Member Avatar for abhi287

Hi

i m trying to get the values from database and put it into the select options..
i m using code-

<?php
$con = mysql_connect("localhost","cdccpl","d123");
if (!$con)
  {
  die('Could not connect: ' . mysql_error());
  }
					  mysql_select_db("cdccpl_aus", $con);
$result = mysql_query("SELECT * FROM bak_bill_cust");
 while( $row = mysql_fetch_array( $result ) ):
 $option = $row["cust_code"];

echo "<option value='$row[cust_code]'>$row[cust_code]</option>";
endwhile;
 mysql_close($con);?>

but i m getting displayes with the values as--

Customer auswidestonemanpnicholsonllwmplnewuserguestanftasturnbullanglic

means values getting displayed one after another and not in option..

why so..

Data drawn from a collection

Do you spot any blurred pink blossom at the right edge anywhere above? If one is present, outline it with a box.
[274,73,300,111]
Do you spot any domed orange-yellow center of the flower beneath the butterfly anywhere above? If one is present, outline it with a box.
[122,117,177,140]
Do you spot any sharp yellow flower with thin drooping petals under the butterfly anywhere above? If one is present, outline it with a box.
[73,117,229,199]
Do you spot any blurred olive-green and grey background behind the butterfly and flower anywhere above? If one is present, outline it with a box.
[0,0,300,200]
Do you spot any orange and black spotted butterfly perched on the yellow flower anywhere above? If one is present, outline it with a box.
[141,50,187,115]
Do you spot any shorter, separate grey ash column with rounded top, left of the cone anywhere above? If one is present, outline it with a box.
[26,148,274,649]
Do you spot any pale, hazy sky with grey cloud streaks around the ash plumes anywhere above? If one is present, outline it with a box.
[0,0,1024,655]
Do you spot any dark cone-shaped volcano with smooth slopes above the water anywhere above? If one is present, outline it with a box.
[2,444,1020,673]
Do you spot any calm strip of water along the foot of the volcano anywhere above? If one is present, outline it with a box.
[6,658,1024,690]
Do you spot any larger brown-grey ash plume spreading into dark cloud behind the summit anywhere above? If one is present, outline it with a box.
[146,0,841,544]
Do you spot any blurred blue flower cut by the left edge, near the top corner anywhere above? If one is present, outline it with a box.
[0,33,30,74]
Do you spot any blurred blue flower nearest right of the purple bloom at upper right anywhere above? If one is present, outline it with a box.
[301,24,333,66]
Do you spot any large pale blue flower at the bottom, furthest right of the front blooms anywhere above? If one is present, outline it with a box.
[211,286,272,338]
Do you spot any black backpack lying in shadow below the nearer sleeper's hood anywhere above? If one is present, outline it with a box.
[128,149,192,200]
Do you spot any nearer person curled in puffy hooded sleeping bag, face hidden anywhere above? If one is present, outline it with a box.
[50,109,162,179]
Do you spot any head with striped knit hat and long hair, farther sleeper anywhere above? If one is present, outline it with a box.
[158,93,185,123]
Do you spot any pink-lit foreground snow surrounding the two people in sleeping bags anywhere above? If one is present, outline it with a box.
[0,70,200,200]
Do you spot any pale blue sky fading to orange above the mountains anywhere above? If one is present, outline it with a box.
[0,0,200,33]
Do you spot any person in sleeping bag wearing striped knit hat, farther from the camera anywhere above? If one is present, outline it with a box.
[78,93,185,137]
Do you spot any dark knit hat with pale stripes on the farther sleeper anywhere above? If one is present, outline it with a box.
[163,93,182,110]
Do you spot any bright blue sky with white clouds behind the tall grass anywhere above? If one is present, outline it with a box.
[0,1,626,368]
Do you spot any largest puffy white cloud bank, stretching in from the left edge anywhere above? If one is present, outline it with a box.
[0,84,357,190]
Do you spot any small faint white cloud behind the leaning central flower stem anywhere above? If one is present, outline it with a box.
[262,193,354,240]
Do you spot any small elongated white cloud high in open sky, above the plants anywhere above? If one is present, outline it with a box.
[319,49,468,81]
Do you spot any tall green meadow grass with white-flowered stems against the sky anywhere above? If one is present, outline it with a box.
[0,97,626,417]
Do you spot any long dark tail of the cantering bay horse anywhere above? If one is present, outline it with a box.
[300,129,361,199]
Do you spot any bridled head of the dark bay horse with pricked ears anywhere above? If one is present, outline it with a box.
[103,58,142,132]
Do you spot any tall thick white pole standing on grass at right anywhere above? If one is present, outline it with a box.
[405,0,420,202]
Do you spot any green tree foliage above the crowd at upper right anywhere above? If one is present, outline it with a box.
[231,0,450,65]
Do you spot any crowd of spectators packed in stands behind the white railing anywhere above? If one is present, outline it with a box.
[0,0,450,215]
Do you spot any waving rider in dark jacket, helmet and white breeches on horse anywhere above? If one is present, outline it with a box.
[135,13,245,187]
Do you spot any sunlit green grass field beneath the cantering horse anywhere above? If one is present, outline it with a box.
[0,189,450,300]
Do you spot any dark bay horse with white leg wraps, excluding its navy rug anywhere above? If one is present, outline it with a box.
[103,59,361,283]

Your goal: Print the portion of the forum thread between "but i m getting" and "not in option..", inclusive. Rely solely on the forum thread for your responses.

Exercise answer:
but i m getting displayes with the values as--

Customer auswidestonemanpnicholsonllwmplnewuserguestanftasturnbullanglic

means values getting displayed one after another and not in option..